[start]
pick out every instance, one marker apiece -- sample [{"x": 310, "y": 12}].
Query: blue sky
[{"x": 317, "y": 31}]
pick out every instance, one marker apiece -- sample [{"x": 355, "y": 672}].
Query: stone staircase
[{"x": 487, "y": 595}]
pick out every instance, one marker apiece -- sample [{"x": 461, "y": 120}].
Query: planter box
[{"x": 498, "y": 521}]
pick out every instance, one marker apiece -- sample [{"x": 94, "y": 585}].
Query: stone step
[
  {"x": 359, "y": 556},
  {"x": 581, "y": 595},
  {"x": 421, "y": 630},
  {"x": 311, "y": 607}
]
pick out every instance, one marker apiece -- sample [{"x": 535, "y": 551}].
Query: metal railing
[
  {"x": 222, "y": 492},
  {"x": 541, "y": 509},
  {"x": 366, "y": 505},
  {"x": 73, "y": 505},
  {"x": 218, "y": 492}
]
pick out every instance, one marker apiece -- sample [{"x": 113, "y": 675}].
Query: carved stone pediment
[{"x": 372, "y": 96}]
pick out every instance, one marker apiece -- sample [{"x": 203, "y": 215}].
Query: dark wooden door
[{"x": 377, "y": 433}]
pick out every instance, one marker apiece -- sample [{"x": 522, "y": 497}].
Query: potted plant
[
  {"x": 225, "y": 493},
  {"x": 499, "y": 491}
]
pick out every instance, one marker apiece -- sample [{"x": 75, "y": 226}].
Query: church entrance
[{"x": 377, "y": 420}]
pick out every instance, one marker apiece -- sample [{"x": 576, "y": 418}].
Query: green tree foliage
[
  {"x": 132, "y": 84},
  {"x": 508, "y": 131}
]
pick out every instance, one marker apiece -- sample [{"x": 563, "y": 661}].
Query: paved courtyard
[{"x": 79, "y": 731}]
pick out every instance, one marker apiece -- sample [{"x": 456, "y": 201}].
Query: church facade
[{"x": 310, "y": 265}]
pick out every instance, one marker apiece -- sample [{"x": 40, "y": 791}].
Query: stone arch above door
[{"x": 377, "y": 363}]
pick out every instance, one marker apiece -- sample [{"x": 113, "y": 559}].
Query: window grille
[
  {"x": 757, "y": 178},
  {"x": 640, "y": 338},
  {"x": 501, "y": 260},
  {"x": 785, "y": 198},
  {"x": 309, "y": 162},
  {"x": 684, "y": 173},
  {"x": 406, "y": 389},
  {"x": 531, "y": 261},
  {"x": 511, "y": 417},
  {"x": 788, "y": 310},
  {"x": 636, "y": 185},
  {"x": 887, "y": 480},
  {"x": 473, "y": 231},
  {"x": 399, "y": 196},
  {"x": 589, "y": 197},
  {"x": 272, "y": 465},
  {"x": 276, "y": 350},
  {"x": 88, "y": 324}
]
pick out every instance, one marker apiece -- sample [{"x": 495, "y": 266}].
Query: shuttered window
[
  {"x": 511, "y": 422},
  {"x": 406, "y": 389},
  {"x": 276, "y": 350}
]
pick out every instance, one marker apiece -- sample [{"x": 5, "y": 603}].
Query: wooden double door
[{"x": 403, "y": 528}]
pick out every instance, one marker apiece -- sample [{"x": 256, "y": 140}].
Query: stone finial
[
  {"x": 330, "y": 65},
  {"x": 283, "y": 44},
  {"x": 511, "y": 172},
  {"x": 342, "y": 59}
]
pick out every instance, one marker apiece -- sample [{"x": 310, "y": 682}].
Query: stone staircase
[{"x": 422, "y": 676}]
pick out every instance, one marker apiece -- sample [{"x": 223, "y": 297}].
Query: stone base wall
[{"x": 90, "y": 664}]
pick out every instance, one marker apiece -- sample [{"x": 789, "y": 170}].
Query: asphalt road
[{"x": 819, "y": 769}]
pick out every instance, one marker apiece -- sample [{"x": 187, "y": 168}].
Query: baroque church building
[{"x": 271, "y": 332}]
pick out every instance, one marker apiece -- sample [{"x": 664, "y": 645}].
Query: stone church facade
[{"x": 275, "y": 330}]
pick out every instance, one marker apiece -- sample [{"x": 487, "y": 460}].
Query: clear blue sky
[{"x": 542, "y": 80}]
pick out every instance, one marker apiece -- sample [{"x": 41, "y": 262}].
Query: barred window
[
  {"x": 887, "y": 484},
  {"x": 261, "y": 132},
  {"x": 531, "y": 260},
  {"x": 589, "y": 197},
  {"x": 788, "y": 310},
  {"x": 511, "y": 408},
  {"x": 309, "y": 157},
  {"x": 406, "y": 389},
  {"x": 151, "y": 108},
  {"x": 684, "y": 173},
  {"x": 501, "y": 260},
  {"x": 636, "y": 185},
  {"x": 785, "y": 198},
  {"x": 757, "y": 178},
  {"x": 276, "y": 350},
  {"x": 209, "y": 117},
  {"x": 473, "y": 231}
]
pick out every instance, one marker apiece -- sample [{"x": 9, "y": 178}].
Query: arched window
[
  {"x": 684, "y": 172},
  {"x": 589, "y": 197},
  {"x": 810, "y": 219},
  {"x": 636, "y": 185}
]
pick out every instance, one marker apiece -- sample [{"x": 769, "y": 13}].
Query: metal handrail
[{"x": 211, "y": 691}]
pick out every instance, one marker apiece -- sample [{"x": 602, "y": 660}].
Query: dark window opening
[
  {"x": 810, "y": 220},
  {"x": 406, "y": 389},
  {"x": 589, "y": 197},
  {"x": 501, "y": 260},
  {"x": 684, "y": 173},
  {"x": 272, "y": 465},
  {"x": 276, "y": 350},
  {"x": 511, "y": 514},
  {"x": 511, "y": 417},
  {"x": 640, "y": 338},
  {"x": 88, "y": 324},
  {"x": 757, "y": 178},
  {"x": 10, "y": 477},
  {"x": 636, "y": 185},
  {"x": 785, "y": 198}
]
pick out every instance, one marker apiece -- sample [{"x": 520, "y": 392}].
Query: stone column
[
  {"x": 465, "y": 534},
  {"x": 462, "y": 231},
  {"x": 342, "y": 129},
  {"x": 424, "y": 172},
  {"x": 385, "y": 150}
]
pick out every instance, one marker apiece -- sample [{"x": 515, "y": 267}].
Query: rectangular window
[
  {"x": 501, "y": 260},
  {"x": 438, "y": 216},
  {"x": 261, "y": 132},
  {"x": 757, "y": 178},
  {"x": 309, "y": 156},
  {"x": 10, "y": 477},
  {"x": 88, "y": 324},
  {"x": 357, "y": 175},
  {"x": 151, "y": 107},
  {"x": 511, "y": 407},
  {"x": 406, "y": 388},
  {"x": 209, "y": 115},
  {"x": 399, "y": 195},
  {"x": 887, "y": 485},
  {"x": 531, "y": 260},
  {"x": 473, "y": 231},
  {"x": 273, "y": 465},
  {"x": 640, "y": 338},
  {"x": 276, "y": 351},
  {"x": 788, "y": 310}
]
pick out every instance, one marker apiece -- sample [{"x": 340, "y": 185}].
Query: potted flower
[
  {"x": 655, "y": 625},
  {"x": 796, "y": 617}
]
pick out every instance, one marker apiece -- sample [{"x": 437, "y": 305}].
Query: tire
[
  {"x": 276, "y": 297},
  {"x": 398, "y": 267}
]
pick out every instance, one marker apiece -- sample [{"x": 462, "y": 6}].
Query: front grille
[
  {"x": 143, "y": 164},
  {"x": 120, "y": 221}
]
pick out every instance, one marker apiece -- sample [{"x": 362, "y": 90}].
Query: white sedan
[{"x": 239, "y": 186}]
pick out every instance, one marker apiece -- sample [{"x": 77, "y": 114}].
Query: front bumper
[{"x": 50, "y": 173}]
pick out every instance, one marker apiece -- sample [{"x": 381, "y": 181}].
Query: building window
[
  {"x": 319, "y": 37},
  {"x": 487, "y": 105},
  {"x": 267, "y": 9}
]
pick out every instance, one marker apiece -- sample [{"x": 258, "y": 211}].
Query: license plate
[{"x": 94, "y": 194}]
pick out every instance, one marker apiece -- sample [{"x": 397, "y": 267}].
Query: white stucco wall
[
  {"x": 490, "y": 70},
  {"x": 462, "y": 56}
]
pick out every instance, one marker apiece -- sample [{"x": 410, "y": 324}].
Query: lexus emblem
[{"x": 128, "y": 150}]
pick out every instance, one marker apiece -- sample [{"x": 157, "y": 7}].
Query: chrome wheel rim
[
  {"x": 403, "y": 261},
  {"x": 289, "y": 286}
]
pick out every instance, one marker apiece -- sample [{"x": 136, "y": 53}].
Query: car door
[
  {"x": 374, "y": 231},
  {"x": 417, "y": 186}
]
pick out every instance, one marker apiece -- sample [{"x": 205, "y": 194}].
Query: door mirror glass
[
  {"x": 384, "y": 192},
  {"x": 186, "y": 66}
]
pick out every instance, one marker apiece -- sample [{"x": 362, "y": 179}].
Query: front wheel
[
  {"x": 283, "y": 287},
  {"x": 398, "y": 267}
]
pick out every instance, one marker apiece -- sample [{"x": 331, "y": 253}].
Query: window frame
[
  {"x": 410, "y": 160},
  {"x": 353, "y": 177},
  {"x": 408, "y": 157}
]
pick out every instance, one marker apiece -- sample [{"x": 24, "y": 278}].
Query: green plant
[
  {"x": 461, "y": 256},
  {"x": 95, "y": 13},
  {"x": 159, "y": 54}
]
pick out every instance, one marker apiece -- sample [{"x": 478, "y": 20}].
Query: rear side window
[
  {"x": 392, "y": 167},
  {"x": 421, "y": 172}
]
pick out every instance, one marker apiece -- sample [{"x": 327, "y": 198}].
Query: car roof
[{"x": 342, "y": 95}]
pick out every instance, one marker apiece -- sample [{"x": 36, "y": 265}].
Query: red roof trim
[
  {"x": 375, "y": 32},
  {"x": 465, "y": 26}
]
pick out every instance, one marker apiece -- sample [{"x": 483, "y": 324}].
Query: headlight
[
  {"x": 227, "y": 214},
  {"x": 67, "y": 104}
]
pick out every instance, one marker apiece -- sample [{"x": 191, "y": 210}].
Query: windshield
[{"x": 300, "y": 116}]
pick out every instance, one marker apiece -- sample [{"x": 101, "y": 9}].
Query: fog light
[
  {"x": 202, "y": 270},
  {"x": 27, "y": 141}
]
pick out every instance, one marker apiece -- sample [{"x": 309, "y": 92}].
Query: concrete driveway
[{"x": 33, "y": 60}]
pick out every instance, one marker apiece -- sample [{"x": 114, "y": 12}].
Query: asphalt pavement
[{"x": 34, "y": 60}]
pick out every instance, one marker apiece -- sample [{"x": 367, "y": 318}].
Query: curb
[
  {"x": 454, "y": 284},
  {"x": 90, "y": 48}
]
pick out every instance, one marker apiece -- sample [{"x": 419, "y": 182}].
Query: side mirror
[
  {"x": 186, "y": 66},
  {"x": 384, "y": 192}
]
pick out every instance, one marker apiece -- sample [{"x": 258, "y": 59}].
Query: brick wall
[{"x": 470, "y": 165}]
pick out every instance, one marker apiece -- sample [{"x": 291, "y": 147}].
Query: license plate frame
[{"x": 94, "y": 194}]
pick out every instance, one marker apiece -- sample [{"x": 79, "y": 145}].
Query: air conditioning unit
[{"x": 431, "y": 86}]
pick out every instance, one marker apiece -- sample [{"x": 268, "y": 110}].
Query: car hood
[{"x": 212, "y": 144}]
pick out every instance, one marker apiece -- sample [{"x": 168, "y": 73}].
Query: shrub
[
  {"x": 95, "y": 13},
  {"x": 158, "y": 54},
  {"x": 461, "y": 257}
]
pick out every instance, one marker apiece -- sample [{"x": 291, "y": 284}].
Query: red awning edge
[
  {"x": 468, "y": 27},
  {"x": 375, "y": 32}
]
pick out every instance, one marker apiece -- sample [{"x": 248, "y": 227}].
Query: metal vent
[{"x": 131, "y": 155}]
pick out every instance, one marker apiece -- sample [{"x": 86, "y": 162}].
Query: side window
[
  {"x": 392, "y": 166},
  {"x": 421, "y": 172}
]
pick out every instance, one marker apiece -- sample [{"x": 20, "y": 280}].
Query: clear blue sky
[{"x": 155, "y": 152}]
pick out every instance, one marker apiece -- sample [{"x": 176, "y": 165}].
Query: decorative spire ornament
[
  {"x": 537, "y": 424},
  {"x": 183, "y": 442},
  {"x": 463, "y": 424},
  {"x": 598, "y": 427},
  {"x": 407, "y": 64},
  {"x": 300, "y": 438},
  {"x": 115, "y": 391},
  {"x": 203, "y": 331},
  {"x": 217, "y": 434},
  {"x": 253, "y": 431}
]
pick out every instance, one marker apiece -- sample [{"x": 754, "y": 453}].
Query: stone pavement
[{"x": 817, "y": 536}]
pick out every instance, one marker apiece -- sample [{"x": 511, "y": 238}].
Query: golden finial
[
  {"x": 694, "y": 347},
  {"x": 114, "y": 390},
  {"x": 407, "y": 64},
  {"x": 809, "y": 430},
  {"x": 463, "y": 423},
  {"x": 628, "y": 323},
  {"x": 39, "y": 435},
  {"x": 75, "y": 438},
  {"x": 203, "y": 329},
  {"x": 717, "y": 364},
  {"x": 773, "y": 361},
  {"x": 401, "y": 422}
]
[end]
- _WHAT YOU SHOULD DO_
Which lines in the rows above contain "frame"? Collect each one and copy it out.

- _ANSWER BELOW_
Query: window frame
Query: license plate frame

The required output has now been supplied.